• [THE REQUEST]:
Your task is to repeat the records exactly from the line containing "Target: twig" onward, through the final line.

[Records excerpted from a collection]
------

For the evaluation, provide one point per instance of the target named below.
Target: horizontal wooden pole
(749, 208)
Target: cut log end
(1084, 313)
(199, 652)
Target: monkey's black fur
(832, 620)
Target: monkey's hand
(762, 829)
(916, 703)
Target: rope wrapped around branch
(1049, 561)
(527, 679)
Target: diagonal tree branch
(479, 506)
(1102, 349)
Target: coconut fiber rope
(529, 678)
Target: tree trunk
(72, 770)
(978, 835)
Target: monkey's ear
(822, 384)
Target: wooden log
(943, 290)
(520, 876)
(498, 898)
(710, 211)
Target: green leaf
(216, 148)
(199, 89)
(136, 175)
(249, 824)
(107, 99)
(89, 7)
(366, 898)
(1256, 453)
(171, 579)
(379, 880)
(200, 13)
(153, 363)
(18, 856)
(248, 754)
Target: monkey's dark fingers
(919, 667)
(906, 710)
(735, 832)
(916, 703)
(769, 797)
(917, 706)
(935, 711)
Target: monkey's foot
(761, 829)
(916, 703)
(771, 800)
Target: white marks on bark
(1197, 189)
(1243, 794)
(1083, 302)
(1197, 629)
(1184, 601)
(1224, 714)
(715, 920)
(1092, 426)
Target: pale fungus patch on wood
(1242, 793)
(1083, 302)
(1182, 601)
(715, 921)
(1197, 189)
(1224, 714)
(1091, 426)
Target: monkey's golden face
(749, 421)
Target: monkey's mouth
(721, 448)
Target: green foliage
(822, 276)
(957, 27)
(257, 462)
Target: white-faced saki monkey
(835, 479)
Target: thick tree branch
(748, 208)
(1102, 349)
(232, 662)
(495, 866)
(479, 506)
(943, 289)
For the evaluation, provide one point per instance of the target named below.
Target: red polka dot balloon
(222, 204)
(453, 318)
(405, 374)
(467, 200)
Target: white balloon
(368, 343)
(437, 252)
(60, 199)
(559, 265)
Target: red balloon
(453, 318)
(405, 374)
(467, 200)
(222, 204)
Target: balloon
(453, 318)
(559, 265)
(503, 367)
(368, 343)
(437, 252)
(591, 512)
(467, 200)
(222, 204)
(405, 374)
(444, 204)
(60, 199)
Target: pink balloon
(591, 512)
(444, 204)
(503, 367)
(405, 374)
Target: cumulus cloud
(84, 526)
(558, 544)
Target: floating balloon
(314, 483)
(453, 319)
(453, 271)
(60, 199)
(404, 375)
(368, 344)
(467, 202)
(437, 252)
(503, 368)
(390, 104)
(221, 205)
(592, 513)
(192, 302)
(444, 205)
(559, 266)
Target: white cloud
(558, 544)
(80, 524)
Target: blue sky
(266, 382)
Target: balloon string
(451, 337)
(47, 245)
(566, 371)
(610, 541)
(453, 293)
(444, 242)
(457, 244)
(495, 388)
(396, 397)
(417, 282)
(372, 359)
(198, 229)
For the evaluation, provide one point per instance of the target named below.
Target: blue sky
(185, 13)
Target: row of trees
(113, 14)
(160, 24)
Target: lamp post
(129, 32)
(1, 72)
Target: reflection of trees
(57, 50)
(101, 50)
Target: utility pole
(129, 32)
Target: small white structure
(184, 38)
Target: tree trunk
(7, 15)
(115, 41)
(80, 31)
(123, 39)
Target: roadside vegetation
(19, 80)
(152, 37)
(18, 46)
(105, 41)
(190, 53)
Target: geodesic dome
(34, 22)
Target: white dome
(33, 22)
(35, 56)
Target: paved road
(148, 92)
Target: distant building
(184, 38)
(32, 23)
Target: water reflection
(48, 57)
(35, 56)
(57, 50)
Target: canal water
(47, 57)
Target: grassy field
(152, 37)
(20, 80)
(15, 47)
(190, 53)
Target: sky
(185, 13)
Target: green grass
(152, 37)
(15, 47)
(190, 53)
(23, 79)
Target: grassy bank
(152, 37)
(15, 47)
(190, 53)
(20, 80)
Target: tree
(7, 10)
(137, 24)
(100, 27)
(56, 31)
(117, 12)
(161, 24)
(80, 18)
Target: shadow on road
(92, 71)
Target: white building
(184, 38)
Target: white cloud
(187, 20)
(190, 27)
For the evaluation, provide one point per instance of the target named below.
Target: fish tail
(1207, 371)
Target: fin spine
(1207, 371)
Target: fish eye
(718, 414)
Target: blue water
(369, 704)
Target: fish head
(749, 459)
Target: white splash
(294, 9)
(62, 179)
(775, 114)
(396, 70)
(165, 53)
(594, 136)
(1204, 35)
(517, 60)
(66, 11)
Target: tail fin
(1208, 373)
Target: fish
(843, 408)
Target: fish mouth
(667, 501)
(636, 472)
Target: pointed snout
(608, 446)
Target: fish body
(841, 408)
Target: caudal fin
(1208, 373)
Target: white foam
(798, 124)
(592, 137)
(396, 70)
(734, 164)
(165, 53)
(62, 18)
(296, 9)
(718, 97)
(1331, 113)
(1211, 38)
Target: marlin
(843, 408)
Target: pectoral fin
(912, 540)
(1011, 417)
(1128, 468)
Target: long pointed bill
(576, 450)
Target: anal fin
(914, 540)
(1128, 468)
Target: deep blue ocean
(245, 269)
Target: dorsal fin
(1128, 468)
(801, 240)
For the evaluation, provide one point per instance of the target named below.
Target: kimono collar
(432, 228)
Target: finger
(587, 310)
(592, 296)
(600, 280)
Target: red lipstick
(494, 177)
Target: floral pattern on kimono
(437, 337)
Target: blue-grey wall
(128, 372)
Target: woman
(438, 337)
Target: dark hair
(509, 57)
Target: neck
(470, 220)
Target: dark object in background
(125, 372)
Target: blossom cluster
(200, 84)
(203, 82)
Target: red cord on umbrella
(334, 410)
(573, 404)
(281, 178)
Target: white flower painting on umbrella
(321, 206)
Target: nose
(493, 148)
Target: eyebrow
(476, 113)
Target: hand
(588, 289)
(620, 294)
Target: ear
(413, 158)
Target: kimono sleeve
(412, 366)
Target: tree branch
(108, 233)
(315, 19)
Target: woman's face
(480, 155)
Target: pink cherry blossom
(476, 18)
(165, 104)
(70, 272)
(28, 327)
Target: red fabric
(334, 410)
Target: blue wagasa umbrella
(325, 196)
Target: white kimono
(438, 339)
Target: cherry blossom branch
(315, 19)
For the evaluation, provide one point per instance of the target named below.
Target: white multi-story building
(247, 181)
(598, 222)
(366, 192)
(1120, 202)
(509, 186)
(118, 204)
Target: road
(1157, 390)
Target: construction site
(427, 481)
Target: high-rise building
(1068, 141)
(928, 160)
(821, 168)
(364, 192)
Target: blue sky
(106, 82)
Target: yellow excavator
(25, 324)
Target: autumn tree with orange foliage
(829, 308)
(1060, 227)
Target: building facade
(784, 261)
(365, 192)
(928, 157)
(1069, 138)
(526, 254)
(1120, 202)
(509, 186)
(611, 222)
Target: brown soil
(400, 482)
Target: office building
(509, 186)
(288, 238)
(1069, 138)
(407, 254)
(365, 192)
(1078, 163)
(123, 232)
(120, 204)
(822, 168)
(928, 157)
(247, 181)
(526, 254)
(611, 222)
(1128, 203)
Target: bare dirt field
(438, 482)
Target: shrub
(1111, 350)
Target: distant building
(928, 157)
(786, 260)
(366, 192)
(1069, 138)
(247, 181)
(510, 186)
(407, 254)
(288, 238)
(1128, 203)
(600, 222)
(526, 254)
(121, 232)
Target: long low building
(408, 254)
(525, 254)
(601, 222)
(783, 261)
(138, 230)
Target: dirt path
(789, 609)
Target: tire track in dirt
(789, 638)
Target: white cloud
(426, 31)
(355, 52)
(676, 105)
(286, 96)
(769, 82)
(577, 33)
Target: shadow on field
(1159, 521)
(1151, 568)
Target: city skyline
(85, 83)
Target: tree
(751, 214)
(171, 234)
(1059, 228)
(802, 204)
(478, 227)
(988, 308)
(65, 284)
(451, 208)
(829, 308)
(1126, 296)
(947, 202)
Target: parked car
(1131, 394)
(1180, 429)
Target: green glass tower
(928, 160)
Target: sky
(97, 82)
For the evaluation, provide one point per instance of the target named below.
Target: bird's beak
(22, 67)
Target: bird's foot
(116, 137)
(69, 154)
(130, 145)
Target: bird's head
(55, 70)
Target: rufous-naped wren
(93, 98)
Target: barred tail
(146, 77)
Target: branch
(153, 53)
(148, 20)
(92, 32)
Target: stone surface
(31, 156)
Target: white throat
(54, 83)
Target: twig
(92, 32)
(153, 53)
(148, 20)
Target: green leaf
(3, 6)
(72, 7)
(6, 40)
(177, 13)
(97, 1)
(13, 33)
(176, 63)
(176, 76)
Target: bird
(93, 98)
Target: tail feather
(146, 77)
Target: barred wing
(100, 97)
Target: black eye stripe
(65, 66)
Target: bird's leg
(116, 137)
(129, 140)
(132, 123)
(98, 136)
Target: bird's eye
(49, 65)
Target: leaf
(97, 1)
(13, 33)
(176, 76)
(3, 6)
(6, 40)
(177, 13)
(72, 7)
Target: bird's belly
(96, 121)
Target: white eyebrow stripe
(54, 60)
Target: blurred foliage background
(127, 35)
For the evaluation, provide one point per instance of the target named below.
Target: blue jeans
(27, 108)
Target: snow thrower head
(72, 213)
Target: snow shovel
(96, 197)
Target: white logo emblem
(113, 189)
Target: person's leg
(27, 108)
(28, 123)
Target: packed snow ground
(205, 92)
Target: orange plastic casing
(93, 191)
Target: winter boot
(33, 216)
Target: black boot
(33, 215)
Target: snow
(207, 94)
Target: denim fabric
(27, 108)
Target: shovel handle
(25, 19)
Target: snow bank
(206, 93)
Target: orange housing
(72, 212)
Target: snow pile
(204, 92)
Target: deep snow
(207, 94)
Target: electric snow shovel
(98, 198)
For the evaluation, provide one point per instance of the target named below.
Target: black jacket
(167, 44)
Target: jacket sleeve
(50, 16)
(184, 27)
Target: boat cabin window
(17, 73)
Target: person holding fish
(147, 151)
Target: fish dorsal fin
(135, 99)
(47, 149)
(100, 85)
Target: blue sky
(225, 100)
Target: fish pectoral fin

------

• [EXERCISE SOLUTION]:
Target: twig
(92, 32)
(153, 53)
(148, 20)
Target: green leaf
(3, 6)
(72, 7)
(6, 40)
(177, 13)
(97, 1)
(13, 33)
(176, 63)
(176, 76)
Target: bird
(93, 98)
Target: tail feather
(146, 77)
Target: barred wing
(100, 97)
Target: black eye stripe
(65, 66)
Target: bird's leg
(116, 137)
(129, 140)
(132, 123)
(98, 136)
Target: bird's eye
(49, 65)
Target: leaf
(97, 1)
(13, 33)
(176, 76)
(3, 6)
(6, 40)
(177, 13)
(72, 7)
Target: bird's belly
(96, 121)
Target: white eyebrow stripe
(54, 60)
Target: blurred foliage background
(127, 35)
For the evaluation, provide one point per instance of the target named below.
Target: blue jeans
(27, 108)
Target: snow thrower head
(72, 213)
Target: snow shovel
(96, 197)
Target: white logo emblem
(113, 189)
Target: person's leg
(27, 108)
(28, 123)
Target: packed snow ground
(205, 92)
Target: orange plastic casing
(93, 191)
Target: winter boot
(33, 216)
Target: black boot
(33, 215)
Target: snow
(207, 94)
Target: denim fabric
(27, 108)
Target: shovel handle
(25, 19)
Target: snow bank
(206, 93)
Target: orange housing
(72, 212)
Target: snow pile
(204, 92)
Target: deep snow
(207, 94)
Target: electric snow shovel
(98, 198)
For the evaluation, provide one point per instance of the target named below.
Target: black jacket
(167, 44)
Target: jacket sleeve
(50, 16)
(184, 27)
Target: boat cabin window
(17, 73)
Target: person holding fish
(147, 151)
Target: fish dorsal fin
(135, 99)
(47, 149)
(100, 85)
Target: blue sky
(225, 100)
Target: fish pectoral fin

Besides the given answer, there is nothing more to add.